▶ **Document extract**
►

Still, in my mind, I replayed the moment when I saw him being shot down from the sky—that dreadful, yet tense scene when I saw him lying lifelessly in the middle of the forest, surrounded by his own blood. Looking at the government copters drained away all remaining hope.

I could sense Jared took notice of my concern. He leaned back into the car, took my face in his hands and kissed me. His lips pressed over mine, in a caring, fond affection.

All troubles and problem that surrounded me seemed to slither from my grip like sand. It was like gravity decided to abandon me.

I recalled the times in my life when I’d been kissed, but none could compare to the way he did it. I inhaled, smelling the strong scent of earth, and lingering spice.

As his lips parted from mine, it felt like the weight of a truck had been dropped on me. 

I watched as Jared climbed out of the Passat, stretching his mighty black wings out farther. With his back to me, he said, “Once I get their full attention, drive away.” His wings slapped the air and he zoomed into the black sky.

Once I saw the aircrafts chase Jared farther and farther into the night, I lazily set the gear into drive and steered my way back home. I faintly heard the resonating echo of gunfire and wing-beats. Jared’s presence hadn’t left me. He saved my life.

◄

▶ **Records supplied**
►

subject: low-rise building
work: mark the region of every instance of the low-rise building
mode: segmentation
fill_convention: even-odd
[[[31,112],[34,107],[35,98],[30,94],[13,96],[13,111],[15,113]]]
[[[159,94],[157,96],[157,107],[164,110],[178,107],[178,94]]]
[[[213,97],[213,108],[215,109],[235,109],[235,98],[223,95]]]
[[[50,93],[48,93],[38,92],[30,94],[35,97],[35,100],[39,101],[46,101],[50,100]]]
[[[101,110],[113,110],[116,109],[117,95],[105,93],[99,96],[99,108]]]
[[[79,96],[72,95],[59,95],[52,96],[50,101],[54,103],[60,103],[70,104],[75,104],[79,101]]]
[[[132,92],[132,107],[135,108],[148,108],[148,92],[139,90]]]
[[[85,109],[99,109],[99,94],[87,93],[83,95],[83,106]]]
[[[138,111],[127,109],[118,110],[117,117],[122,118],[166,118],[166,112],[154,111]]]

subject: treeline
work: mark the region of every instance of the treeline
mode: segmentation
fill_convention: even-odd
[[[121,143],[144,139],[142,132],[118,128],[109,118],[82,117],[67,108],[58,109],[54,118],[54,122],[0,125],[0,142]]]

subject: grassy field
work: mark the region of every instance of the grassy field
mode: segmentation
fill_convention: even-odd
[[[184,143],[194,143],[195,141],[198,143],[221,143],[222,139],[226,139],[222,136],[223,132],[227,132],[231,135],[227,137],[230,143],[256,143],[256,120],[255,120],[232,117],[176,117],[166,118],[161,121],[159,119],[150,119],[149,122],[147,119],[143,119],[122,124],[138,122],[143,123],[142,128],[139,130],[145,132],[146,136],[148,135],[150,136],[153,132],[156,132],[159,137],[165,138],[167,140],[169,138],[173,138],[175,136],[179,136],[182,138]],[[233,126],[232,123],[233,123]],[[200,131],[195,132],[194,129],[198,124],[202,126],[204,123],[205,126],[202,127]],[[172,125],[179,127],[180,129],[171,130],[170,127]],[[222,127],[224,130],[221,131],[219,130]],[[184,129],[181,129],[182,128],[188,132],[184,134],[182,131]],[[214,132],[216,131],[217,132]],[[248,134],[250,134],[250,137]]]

◄

▶ **What is expected**
Please summarize the passage about Jared in two sentences.

▶ **Complete answer**
The narrator keeps replaying the moment of seeing Jared shot down from the sky, and then Jared kisses the narrator in the car, a kiss that makes every trouble seem to slip away and that no earlier kiss could compare to. Jared then climbs out of the Passat, says to drive away once he has the aircraft's full attention, and flies into the night with the copters chasing him, while the narrator drives home feeling that Jared saved the narrator's life.